ЧТО СДЕЛАТЬ —
A - Соответствуют ли тексту об истории Лиссабона три утверждения: (i) по легендам, основателем города был Одиссей; (ii) Лиссабон освободили от «мавров» в 1247 году; (iii) с вершины Сан-Жорже видна река Тежу? На каждое ответьте «да» или «нет» и приведите точную цитату, которая это решает.
B - Продолжите текст об истории Лиссабона сразу после его последнего предложения.

ФРАГМЕНТ ТЕКСТА —
┌──

Когда и кем был основан Лиссабон, сказать трудно. Первые страницы его истории безвозвратно утеряны во тьме веков. Как утверждают легенды, его основателем был Одиссей — Уллис, который и дал городу созвучное своему имя: Олисип. Историки предполагают, что он был заложен финикийцами в XII веке до нашей эры. Если такая гипотеза верна, то это означает, что Лиссабон примерно на тысячу лет старше Парижа и на пять веков — Рима. Известно, что Лиссабон завоевывали греки, карфагеняне, римляне. После распада Римской империи сюда пришли племена свевов и вестготов. В XIII веке вся территория Пиренейского полуострова была захвачена арабами и берберами, ну а потом началась знаменитая реконкиста. 25 октября 1147 года Лиссабон был освобожден от «мавров». С этой даты ведет свой отсчет уже гораздо более изученная история города и страны.
Поднявшись на вершину Сан-Жорже, понимаешь, почему древними поселенцами именно здесь было выбрано место для будущего города: Сан-Жорже находится в устье впадающей в океан реки Тежу, и с вершины холма прекрасно видны и река, и окрестные дали. Это давало возможность заблаговременно приготовиться к встрече приближающегося врага. Тежу служила неиссякаемым источником пресной воды и транспортной артерией, ведущей в глубь континента. Столь завидное расположение Олисипа всегда привлекало к нему внимание завоевателей, и поэтому трудно найти другую европейскую столицу, история которой была бы столь долгой и столь многострадальной. Трудно вспомнить другой город, который так часто подвергался бы осадам, пожарам и разрушениям. Но каждый раз город возрождался из пепла еще более прекрасный, чем прежде.

└──

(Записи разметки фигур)
┌──

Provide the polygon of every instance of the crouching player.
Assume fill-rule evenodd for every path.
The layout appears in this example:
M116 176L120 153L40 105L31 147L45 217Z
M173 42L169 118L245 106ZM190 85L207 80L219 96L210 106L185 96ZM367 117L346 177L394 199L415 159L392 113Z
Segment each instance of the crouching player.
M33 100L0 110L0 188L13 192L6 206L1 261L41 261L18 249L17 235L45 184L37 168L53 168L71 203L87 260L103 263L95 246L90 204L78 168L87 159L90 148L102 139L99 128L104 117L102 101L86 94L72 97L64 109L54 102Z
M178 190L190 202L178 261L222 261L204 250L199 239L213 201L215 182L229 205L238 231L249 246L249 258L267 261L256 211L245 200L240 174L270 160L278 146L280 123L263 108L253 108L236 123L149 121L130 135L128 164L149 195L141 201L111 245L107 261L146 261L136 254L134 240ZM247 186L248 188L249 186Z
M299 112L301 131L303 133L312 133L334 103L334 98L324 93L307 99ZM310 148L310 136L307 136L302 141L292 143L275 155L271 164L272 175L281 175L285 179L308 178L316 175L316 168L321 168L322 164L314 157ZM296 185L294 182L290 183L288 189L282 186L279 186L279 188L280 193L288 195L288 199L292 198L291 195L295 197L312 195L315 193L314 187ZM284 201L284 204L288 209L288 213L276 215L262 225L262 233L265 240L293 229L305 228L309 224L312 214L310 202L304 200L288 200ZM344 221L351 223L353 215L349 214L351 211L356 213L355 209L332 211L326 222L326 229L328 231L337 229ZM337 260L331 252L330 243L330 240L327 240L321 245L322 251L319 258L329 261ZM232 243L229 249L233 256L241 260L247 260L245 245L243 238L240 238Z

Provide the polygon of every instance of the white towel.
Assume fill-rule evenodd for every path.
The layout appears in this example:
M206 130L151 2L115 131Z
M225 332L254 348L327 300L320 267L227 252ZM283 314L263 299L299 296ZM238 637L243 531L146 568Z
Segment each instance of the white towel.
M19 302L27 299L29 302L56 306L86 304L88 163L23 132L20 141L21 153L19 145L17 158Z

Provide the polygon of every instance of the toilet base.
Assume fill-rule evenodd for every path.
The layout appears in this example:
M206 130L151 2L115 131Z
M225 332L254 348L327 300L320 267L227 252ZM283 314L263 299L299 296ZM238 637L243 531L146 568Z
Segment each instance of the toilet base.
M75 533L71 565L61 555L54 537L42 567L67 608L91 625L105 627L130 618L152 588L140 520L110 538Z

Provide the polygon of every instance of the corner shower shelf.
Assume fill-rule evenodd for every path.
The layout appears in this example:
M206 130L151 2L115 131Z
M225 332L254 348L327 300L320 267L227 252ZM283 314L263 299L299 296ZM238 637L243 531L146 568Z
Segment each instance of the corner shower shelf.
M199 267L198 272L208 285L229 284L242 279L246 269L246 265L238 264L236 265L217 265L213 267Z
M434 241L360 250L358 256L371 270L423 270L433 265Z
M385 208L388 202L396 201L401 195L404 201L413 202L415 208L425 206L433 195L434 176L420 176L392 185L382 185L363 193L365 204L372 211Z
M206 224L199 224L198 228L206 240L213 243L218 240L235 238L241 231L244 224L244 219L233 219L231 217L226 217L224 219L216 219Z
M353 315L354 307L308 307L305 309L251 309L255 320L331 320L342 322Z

└──

ОТВЕТЫ ПО ЗАДАНИЯМ —
A -
(i) Да: «Как утверждают легенды, его основателем был Одиссей — Уллис».
(ii) Нет: „25 октября 1147 года Лиссабон был освобожден от «мавров»“.
(iii) Да: «с вершины холма прекрасно видны и река, и окрестные дали».

B -
На вершине Сан-Жорже сохранился самый древний городской памятник и самая главная святыня Лиссабона: крепость, которая тоже носит название Сан-Жорже. С этой крепости и следует начинать знакомство с Лиссабоном, подобно тому как осмотр Москвы логичнее всего начинать с Кремля. Но в отличие от Московского Кремля в старой лиссабонской крепости почти нечего осматривать, кроме тщательно отреставрированных стен. Крепость Сан-Жорже пуста и безжизненна, как театральная декорация давно снятого с репертуара спектакля. Но вряд ли найдешь более впечатляющее зрелище, чем вид португальской столицы, открывающийся со смотровой площадки у стен крепости. На первом плане, то есть прямо под ногами, совсем рядом — застывшее буро-красное море черепичных крыш. Крохотные внутренние дворики теснящихся по склонам холма домишек, цветы, вьющиеся по стенам, разноцветное белье на веревках, перекинутых от окна к окну, связки лука за форточкой, кошки, млеющие на разогретых солнцем каменных плитах.
Чуть дальше — городские улицы, неторопливые трамваи, уставленная автомашинами самая большая и самая парадная площадь Коммерции с бронзовым императором Жозе I.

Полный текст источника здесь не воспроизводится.